Supplied passage =
= = = = =

Image courtesy of Focus Features. |
A.V. Rockwell's "A Thousand and One" was considered a surprise winner of the Grand Jury Prize at this year's Sundance Film Festival. I haven't seen many of the films screened at the festival yet - but the only surprise about Rockwell's film taking the prize for me is that there was any doubt.
This is a very powerful, beautifully acted, and engrossing film. It tells what one might call a small story, but the culmination of everything that takes place over a period of a decade and a half make the film a mini-epic.
The story opens in 1994 as Inez (a terrific Teyana Taylor) is being released from a yearlong stint on Rikers Island for a crime that's never made quite clear. Inez is a person who takes shit from absolutely nobody and, upon returning home, shows up at her old place of work and squabbles with her ex-boss - who won't take her back - before staying with a friend, whose mother instantly clashes with the new houseguest.
Most importantly, the 22-year-old Harlem resident feels the need to be near her son, Terry (played by Aaron Kingsley Adetola, Aven Courtney, and Josiah Cross at ages 6, 13, and 17, respectively). The boy has for several years been living in foster care, but when Inez visits him in the hospital following what appears to be an accident at a foster home, she decides that he'd be happier and live a fuller life at home with her. So, she basically kidnaps him from the hospital.
Struggling to scrape together money for food and to find a place to live, Inez - who exhibits tough love toward her shy young son - pays her way by doing women's hair and eventually finds other work as well as romance with a man named Lucky (William Catlett), who has his share of flaws but ultimately warms to Terry and acts fatherly toward him.
The film at first plays like a thriller - and there is suspense surrounding whether Inez and Terry's secret will be discovered as they mostly live off the radar - but it grows into a captivating saga that can be summarized by that quote about the family you choose.

= = = = =

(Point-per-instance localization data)

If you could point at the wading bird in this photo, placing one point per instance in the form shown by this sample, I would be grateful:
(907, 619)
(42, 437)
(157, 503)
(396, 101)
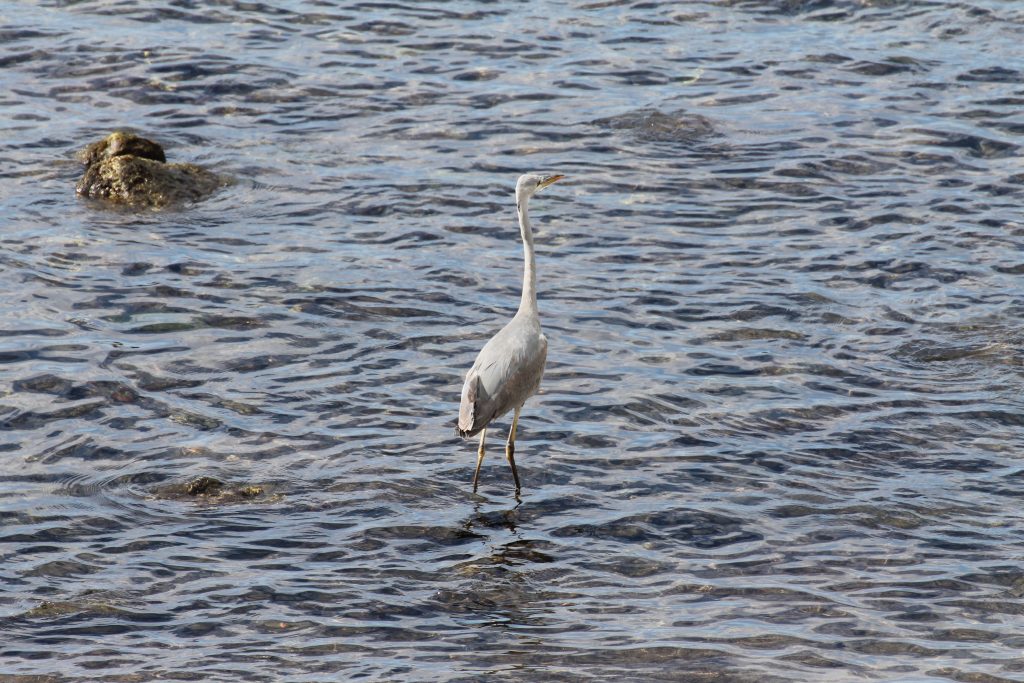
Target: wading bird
(509, 368)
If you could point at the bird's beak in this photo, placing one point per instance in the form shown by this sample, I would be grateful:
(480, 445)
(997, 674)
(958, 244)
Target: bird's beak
(549, 180)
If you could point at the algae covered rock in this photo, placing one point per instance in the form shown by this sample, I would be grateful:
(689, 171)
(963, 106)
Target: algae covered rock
(127, 169)
(120, 143)
(210, 491)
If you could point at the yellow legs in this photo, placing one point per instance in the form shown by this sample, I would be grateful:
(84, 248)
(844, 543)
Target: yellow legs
(509, 453)
(479, 458)
(510, 449)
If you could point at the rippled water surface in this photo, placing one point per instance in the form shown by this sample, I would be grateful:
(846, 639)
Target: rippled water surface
(781, 432)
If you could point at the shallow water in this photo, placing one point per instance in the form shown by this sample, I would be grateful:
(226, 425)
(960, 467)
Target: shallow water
(780, 432)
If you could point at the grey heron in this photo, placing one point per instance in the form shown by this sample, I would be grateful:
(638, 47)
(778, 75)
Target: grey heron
(509, 367)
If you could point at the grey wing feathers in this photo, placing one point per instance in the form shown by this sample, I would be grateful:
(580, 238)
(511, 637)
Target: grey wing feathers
(507, 372)
(467, 410)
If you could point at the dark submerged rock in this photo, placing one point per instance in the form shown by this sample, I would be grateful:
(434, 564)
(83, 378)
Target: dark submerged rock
(204, 486)
(211, 491)
(124, 168)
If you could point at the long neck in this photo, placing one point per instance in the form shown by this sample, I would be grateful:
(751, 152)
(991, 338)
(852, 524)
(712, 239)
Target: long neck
(528, 302)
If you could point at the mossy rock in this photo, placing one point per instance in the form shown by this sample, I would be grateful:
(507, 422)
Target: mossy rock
(121, 143)
(129, 170)
(211, 491)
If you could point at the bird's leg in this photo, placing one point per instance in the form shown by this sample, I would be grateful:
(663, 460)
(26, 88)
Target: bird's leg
(479, 458)
(510, 449)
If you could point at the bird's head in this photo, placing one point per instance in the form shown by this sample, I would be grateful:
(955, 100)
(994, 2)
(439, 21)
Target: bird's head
(530, 183)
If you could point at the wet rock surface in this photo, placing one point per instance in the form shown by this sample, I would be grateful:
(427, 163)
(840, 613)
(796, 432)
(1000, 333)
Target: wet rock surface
(127, 169)
(212, 491)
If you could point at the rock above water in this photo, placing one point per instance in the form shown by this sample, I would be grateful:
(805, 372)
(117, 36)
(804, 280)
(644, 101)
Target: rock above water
(210, 491)
(124, 168)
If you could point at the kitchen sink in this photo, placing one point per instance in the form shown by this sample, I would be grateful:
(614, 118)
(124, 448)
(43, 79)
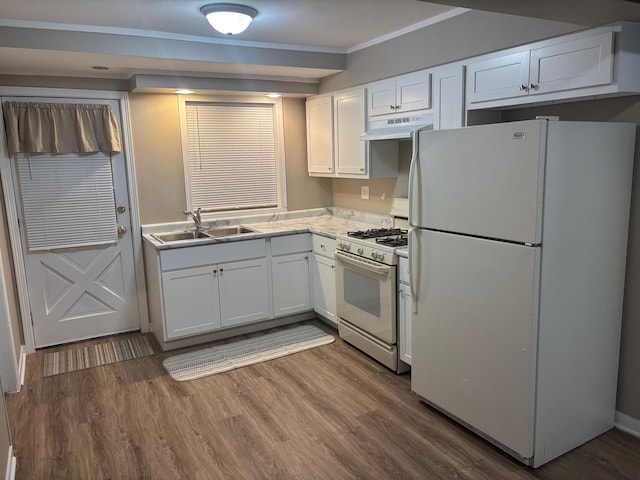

= = = = =

Work order A = In the film review, why does the writer call a film that tells a small story a mini-epic? Answer in one to three sentences.
Work order B = Write a continuation of the film review that begins after its final sentence.

Response area A = The writer says the film is a mini-epic because of the culmination of everything that takes place over a period of a decade and a half.

Response area B =
Changes in time are often marked by music (some mid-1990s Wu-Tang Clan pops onto the soundtrack) or audio news clips about changes taking place in New York - Mayor Rudolph Giuliani cleaning up Times Square, the fatal shooting of Amadou Diallo by NYPD cops, stop and frisk, the gentrification of the city's neighborhoods, and the election of Mayor Michael Bloomberg. The societal changes involved in these moments out of time also make subtle commentary on the action taking place in the film.
The film's solid script and direction are complemented by excellent performances across the board. All three young actors portraying Terry are very good at capturing the various stages of this young man's difficult childhood, while Catlett provides some subtle supporting work as Terry's father figure. But it's Taylor's breakthrough performance as Inez that makes the film so powerful. I'd had little previous exposure to Taylor but the performance has the feeling of one in which an actress disappears completely into a role.
It's still early in the year, but "A Thousand and One" is the first movie of 2023 that feels like a contender. This is a powerful film with strong performances and captivating storytelling that stays with you long after the credits roll. I'm excited to see what all involved get up to next.